■ Exercise passage:
In January 2010, a team of eight University of Cincinnati journalism students began developing a print magazine concept that would eventually take form online as Verge Magazine. They spent tireless hours in brainstorming meetings, generating story ideas and dreaming up a publication that would appeal to a diverse, college-educated audience of urban-dwelling 20-somethings. They were each imprinted with unique life stories: Most were traditionally aged college students, but others had returned to school after working in the “real world” for several years. Two were already parents; one was considering adoption. Some were into sports, arts or fashion; others were hard-to-peg individualists who loved the randomness and weirdness of modern urban life. They were skateboarders, do-it-yourselfers, wannabe entrepreneurs and video-game addicts. They worked together beautifully.
As different as they were, they had a lot in common, too. They all were dealing with the typical stresses and worries of college students, from saving money to balancing school and life, to making plans for a future career. They were managing relationships, juggling jobs, taking on leadership roles in their communities, and trying to make a meaningful mark in life through their writing, photography and design. Verge emerged from their shared visions, and their purposeful, creative collaboration.

Referring expression grounding data:
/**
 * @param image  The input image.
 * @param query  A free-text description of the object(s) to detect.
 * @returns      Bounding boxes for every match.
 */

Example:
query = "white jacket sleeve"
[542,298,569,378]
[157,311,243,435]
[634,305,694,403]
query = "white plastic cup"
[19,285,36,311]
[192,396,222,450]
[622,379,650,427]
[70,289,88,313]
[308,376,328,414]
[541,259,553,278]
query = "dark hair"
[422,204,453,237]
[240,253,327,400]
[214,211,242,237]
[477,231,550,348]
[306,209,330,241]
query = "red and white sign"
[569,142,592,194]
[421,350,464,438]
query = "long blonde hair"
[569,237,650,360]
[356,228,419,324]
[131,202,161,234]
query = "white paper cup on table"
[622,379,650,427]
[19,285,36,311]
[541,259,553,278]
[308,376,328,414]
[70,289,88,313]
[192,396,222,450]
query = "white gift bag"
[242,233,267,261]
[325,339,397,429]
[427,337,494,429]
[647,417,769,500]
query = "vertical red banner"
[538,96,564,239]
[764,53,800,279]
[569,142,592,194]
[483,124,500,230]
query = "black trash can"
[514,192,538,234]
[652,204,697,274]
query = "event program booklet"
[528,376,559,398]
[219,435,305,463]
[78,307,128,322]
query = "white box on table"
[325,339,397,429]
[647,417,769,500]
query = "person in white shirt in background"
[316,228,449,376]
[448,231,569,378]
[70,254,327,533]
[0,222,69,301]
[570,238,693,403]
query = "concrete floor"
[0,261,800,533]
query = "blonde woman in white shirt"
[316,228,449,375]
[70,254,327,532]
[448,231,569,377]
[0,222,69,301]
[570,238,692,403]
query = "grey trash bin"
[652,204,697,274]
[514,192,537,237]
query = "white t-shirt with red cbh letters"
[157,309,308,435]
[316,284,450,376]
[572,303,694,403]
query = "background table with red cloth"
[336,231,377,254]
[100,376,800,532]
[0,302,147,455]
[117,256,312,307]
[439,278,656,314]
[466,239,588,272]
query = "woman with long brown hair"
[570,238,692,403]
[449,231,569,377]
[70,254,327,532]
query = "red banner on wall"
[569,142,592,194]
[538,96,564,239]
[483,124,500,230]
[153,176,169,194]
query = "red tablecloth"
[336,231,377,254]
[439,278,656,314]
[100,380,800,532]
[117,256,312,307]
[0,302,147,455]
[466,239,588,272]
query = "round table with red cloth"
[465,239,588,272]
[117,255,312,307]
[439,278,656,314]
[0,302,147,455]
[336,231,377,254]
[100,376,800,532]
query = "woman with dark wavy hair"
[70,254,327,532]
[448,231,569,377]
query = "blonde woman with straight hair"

■ Tasks for this exercise:
a) Does the Verge Magazine passage support each statement? Answer yes or no for each, and quote the words that decide it. (i) The team that developed the concept had eight members. (ii) Every team member was a traditionally aged college student. (iii) The team first planned Verge as an online-only publication.
b) According to the Verge Magazine passage, when did the students begin developing their magazine concept?
c) Summarize the Verge Magazine passage in two sentences.
The rows stand apart from the Verge Magazine passage and have nothing to do with it.

■ Response list:
a)
(i) Yes: "a team of eight University of Cincinnati journalism students"
(ii) No: "Most were traditionally aged college students, but others had returned to school after working in the “real world” for several years."
(iii) No: "began developing a print magazine concept that would eventually take form online as Verge Magazine"

b) In January 2010.

c) In January 2010, eight University of Cincinnati journalism students from varied backgrounds began developing a print magazine concept for urban-dwelling 20-somethings, and it eventually took form online as Verge Magazine. Despite their differences, they shared the typical stresses of college students, and Verge emerged from their shared visions and creative collaboration.